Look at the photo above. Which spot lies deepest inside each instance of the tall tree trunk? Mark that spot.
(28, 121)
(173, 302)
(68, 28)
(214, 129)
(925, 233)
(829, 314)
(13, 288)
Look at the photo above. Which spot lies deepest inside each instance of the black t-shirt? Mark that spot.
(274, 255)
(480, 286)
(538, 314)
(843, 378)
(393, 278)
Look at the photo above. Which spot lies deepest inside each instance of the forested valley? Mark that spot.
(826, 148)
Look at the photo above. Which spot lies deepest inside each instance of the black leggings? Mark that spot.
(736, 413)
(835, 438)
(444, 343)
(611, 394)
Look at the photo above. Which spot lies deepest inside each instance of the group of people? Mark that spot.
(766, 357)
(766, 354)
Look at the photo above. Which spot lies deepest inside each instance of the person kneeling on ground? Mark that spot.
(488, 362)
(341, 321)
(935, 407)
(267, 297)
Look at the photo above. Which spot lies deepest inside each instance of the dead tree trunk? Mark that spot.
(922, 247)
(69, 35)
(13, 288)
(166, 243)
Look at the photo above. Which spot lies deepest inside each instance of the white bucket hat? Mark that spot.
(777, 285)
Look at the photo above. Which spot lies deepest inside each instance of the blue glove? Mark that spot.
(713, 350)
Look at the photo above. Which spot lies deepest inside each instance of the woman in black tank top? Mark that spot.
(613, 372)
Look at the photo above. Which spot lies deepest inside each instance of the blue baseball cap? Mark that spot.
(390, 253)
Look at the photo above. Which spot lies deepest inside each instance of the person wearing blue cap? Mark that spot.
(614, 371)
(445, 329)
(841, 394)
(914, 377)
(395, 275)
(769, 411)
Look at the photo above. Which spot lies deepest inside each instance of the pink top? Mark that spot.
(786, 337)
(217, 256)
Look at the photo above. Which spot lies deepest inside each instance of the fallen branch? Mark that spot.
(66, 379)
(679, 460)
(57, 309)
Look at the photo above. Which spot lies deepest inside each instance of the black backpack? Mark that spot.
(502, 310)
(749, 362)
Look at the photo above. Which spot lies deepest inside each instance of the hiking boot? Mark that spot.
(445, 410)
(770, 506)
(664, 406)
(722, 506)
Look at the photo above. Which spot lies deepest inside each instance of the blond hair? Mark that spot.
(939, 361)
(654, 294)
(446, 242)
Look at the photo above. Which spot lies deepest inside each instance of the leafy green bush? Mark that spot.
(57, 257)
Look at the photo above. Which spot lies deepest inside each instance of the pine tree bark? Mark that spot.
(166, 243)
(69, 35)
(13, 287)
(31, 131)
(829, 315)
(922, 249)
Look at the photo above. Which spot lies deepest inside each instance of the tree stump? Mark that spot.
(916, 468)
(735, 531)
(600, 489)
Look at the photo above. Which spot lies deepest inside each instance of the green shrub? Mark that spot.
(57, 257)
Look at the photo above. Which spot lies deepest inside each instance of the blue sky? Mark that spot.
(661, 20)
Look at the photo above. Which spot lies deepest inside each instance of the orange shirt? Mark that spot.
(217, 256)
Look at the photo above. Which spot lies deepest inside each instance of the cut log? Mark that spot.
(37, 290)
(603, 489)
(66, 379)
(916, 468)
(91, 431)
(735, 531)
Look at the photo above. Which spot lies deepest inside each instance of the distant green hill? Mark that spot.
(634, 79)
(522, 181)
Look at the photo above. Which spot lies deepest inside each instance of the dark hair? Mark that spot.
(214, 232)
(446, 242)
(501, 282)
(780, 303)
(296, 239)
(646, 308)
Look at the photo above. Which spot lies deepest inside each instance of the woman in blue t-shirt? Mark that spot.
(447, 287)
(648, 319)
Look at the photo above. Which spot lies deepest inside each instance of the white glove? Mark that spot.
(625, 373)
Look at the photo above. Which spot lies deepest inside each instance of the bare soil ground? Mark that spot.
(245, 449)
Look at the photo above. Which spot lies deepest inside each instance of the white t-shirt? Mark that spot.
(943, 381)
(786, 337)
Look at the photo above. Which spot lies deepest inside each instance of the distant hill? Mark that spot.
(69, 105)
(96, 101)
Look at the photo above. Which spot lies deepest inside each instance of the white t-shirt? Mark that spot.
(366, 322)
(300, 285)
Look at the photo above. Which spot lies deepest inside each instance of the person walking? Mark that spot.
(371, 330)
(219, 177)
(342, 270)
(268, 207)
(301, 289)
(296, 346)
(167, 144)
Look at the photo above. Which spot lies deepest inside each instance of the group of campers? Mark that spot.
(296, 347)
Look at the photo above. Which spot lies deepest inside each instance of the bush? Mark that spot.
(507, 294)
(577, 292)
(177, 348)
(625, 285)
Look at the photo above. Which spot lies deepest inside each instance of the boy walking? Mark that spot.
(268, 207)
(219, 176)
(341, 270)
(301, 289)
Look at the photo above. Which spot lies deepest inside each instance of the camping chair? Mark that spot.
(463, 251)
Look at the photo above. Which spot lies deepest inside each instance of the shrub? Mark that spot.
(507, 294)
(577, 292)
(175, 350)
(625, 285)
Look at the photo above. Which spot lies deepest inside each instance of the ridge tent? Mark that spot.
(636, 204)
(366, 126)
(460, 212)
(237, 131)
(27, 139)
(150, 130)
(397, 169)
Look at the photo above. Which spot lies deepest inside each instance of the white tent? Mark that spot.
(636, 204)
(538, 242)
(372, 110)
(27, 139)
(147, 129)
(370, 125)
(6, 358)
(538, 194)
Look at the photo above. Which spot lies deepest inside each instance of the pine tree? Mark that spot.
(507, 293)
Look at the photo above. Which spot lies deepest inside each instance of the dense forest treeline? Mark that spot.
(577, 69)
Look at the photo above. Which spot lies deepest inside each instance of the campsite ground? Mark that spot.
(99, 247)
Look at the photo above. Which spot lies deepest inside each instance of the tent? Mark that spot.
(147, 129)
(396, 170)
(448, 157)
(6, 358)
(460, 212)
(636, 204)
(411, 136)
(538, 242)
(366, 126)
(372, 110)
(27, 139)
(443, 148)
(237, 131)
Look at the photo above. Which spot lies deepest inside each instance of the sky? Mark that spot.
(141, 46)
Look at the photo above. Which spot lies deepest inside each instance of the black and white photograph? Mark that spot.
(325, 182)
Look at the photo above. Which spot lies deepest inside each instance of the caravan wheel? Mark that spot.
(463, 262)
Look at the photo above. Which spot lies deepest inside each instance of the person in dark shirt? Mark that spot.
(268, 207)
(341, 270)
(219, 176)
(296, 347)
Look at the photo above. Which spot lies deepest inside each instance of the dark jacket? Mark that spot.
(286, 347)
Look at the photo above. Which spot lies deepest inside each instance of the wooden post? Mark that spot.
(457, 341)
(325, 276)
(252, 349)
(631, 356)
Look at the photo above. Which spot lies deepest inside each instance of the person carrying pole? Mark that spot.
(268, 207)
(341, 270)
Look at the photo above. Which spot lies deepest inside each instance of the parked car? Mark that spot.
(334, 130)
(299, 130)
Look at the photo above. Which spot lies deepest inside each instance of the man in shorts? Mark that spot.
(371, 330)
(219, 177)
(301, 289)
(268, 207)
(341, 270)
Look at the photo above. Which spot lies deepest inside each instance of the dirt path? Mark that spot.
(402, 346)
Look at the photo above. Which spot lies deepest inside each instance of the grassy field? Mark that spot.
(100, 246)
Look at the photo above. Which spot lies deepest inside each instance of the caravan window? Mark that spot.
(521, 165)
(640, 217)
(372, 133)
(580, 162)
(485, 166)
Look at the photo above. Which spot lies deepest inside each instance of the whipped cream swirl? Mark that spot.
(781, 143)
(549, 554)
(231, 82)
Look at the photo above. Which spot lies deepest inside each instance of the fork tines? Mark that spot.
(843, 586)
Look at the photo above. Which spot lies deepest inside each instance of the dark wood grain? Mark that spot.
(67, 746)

- - - -

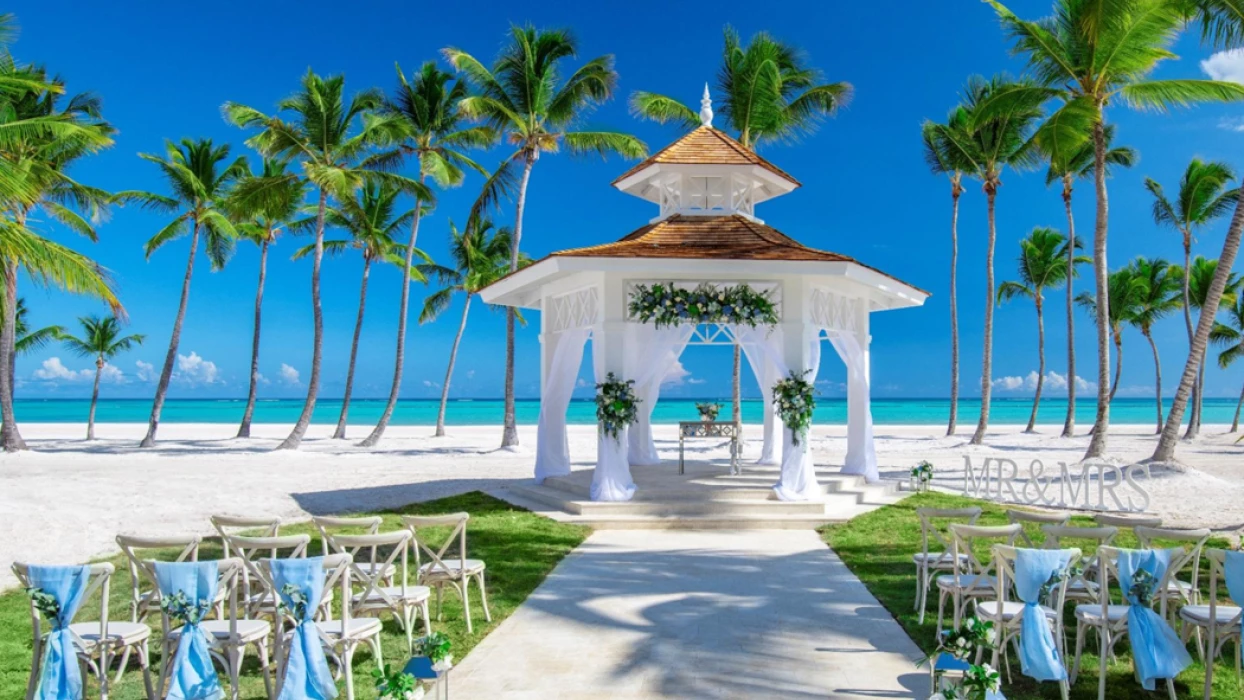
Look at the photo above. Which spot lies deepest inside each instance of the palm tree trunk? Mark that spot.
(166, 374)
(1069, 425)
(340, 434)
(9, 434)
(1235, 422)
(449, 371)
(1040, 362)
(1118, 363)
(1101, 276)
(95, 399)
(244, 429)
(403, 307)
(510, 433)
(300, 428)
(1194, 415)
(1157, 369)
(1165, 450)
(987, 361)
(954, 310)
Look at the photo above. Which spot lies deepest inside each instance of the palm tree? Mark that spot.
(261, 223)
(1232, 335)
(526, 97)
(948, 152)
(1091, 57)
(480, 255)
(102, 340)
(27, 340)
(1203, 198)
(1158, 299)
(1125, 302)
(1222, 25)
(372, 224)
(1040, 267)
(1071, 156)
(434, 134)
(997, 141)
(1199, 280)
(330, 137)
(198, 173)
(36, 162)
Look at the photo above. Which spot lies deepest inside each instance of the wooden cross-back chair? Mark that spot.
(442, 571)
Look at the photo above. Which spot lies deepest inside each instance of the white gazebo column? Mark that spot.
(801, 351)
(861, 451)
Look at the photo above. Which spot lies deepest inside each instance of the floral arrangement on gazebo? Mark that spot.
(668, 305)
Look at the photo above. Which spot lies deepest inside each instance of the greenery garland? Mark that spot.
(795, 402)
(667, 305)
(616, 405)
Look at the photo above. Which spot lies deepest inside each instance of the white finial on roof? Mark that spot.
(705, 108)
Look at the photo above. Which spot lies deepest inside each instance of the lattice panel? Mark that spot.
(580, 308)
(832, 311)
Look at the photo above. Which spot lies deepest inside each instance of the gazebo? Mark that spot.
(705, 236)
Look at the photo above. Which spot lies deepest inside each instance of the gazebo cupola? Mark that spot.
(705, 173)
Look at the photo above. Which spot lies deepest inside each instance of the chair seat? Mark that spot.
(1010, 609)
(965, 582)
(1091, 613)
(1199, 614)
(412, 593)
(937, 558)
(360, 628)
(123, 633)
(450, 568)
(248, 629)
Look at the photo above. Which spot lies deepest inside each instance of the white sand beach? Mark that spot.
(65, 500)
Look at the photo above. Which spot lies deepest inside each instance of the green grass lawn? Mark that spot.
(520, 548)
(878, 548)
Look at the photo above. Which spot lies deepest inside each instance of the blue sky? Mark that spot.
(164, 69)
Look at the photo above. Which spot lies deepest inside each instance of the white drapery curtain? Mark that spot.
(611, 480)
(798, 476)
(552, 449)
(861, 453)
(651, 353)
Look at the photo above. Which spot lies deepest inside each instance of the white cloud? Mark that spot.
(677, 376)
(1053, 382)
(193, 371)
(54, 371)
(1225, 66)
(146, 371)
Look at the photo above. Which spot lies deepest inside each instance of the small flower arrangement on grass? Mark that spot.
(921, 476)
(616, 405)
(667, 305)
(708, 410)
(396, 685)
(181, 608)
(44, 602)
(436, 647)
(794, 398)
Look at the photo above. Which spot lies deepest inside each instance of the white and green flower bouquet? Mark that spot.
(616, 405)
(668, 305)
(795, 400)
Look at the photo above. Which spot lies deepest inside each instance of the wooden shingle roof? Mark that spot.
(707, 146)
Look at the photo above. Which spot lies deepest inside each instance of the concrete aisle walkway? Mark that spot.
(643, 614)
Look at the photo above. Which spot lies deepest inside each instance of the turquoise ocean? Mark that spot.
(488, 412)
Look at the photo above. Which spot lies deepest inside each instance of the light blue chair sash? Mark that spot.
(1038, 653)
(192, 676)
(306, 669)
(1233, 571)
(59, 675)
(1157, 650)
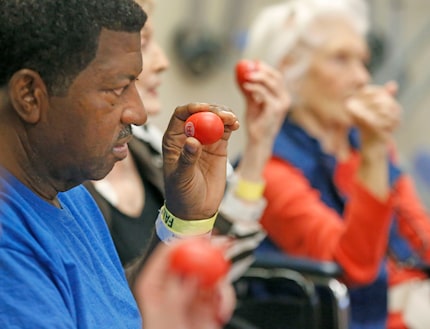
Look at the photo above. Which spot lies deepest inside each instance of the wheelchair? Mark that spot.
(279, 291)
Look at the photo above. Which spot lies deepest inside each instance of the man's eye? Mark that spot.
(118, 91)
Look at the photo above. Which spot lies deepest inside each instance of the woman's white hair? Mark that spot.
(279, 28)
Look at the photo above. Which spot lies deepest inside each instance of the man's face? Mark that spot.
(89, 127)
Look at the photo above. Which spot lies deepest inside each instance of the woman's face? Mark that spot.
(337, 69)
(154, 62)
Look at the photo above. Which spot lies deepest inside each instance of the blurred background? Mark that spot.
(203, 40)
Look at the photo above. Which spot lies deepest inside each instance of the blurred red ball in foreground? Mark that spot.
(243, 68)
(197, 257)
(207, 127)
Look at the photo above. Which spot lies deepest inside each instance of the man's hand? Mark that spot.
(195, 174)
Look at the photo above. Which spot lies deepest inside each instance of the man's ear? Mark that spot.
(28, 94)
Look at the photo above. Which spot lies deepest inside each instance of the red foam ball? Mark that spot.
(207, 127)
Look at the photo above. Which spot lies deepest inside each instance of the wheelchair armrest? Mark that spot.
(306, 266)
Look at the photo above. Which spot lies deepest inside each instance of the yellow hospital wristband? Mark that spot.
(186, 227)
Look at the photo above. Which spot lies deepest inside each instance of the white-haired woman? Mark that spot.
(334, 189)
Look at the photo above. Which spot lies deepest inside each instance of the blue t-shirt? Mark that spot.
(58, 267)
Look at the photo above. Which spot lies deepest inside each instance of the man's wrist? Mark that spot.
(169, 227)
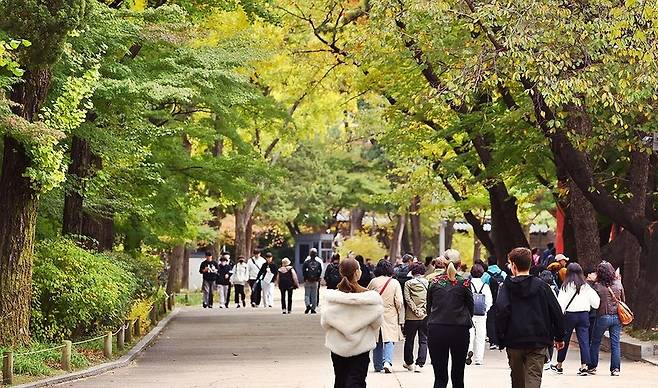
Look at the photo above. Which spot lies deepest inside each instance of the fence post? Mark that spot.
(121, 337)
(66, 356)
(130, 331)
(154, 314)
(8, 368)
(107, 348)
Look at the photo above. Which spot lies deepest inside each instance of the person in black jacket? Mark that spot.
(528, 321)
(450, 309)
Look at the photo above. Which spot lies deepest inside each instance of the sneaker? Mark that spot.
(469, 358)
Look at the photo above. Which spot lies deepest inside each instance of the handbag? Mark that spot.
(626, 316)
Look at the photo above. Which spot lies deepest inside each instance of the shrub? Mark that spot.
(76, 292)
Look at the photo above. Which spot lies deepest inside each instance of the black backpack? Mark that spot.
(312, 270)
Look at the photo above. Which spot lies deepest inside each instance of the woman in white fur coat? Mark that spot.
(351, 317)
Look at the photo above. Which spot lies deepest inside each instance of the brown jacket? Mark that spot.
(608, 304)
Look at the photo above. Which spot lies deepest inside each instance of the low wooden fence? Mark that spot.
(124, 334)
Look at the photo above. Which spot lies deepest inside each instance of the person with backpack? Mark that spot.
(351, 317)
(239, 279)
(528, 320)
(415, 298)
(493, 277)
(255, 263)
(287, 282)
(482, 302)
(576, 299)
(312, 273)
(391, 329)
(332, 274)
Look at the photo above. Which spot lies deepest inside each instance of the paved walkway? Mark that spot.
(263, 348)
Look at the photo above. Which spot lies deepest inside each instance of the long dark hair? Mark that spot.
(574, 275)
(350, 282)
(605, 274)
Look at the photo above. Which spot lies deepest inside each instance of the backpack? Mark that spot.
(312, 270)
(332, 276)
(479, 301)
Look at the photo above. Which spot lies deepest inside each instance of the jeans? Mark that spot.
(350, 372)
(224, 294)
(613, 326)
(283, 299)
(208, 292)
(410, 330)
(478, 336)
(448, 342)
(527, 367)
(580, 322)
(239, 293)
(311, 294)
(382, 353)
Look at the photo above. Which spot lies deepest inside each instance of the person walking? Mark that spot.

- - - -

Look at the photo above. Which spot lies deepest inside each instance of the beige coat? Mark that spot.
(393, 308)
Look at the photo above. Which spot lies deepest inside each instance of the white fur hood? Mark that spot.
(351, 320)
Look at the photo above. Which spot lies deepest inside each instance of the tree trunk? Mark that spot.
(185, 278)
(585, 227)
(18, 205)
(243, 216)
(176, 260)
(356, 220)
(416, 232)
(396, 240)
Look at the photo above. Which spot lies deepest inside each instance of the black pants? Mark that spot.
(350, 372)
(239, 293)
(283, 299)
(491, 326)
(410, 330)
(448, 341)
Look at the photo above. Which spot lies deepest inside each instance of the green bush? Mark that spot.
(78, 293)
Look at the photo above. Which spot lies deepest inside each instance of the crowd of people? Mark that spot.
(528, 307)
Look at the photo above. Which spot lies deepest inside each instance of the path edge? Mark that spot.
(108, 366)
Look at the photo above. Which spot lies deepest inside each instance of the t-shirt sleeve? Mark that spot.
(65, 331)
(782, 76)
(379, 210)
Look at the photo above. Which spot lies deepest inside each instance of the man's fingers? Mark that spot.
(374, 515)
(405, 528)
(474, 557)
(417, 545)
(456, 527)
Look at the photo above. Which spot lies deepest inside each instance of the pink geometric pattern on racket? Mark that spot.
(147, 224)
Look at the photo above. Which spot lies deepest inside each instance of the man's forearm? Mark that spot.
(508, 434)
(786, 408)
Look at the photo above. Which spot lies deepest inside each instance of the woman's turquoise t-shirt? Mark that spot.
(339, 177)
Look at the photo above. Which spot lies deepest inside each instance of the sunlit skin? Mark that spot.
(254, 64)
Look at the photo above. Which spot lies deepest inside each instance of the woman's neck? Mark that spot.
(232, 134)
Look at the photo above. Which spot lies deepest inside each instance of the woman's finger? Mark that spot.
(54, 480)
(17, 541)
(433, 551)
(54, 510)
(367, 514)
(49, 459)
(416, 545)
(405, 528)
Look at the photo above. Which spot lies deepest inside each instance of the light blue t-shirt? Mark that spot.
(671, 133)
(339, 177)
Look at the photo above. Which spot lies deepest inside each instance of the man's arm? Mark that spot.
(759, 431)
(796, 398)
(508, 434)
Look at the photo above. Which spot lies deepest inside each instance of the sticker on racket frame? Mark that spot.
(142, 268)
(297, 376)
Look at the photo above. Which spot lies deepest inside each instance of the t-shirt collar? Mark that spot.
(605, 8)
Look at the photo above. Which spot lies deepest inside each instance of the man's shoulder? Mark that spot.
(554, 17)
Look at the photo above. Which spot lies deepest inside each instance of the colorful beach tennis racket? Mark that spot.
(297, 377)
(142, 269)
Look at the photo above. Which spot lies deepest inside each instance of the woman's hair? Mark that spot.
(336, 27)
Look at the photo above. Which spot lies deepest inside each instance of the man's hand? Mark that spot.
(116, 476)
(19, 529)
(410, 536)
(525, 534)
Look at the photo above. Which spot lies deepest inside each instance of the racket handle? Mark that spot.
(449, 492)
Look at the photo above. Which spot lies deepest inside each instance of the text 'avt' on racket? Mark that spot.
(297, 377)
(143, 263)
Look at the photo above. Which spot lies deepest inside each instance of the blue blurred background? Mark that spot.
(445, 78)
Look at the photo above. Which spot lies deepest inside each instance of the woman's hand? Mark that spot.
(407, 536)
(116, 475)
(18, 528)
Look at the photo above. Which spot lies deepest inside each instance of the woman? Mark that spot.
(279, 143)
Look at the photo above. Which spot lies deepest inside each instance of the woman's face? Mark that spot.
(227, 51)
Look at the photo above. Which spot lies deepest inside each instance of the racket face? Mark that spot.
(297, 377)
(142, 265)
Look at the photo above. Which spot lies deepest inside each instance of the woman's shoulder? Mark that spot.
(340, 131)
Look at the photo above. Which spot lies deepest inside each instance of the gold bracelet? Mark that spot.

- - - -

Tally the lines in the entries above that contain the string "flower", matching case exactly, and give only that number.

2